Text:
+++++
Well, draw out the Lewis structure.
"Cl": 7 valence electrons
"O": 6 valence electrons
Therefore,
"ClO"_2: 7 + 2 xx 6 = 21 valence electrons
"ClO"_2^(-): 7 + 2 xx 6 + 1 = 22 valence electrons
So now, put the largest atom in the middle ("Cl") and surround it with the other atoms. Put two bonds on "Cl" by default, since it is the central atom. Add three lone pairs on each oxygen and begin to form the appropriate pi bonds using those electrons.
Do "ClO"_2^- first, then take one electron off of "Cl" to get "ClO"_2. For "ClO"_2 you will have 11 valence electrons on "Cl":
"ClO"_2^- really has resonance going on, so the hybrid structure has 1.5-bonds. On the other hand, "ClO"_2 has two double bonds instead.
FACTOR 1: BONDING ELECTRONS
The bonding electrons in "ClO"_2 repel each other more, since there are more electrons in a double bond than a 1.5-bond. That would increase the bond angle of "ClO"_2 compared to "ClO"_2^-.
FACTOR 2: NONBONDING ELECTRONS
There is one more nonbonding electron in "ClO"_2^- to repel the bonding electrons, which would decrease the bond angle of "ClO"_2^- compared to "ClO"_2.
Therefore, bb("ClO"_2) would have the larger bond angle. In fact, "ClO"_2 has /_OClO = 117.4033^@, whereas "ClO"_2^- has an approximate bond angle of /_OClO ~~ 110^@ (pm 2^@)).
+++++
Provided information:
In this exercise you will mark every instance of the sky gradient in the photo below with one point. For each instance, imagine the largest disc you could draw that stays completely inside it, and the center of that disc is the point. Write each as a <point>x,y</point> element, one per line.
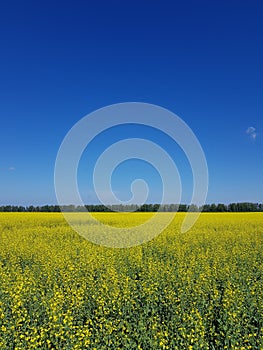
<point>201,60</point>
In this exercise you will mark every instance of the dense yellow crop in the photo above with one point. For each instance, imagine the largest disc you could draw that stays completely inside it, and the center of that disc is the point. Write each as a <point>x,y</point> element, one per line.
<point>198,290</point>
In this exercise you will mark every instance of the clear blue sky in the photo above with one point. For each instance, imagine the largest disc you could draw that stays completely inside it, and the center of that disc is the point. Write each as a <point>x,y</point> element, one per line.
<point>60,60</point>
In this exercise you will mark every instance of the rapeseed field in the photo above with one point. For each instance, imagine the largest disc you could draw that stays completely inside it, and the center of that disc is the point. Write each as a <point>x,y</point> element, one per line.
<point>196,290</point>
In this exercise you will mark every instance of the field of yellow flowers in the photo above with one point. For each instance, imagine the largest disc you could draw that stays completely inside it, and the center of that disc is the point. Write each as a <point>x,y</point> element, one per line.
<point>197,290</point>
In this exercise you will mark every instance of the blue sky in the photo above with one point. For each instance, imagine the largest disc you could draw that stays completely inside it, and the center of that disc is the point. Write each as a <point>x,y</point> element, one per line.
<point>62,60</point>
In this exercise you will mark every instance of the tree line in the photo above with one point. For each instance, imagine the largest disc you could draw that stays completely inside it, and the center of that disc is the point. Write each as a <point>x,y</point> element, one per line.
+++++
Job:
Reproduce the part of the chlorine dioxide explanation above that begins at the words "Well, draw out" and stops after the words "using those electrons.".

Solution for this problem:
Well, draw out the Lewis structure.
"Cl": 7 valence electrons
"O": 6 valence electrons
Therefore,
"ClO"_2: 7 + 2 xx 6 = 21 valence electrons
"ClO"_2^(-): 7 + 2 xx 6 + 1 = 22 valence electrons
So now, put the largest atom in the middle ("Cl") and surround it with the other atoms. Put two bonds on "Cl" by default, since it is the central atom. Add three lone pairs on each oxygen and begin to form the appropriate pi bonds using those electrons.